Work instructions ->
Find each row below that contains the word "white", and copy those rows in full. Treat capital and lowercase letters as different.

Provided data ->

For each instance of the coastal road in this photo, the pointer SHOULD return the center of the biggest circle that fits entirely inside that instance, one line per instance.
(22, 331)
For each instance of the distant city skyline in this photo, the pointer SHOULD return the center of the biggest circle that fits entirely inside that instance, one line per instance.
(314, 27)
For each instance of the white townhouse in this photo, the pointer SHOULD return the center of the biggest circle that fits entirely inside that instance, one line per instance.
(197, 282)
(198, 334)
...
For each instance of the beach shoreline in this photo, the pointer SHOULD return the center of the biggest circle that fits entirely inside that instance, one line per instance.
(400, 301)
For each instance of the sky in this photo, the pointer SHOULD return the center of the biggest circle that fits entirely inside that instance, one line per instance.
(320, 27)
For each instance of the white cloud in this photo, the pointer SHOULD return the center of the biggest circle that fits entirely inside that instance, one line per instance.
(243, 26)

Result of this task ->
For each instance of the white townhouse in this photo, the pointer SHOULD return the center of the biggest circle that fits entirely inside that instance, one line per instance.
For each instance of the white cloud in this photo, the pointer SHOULD return the center of the biggest circle that fits entirely inside that instance, one line per instance.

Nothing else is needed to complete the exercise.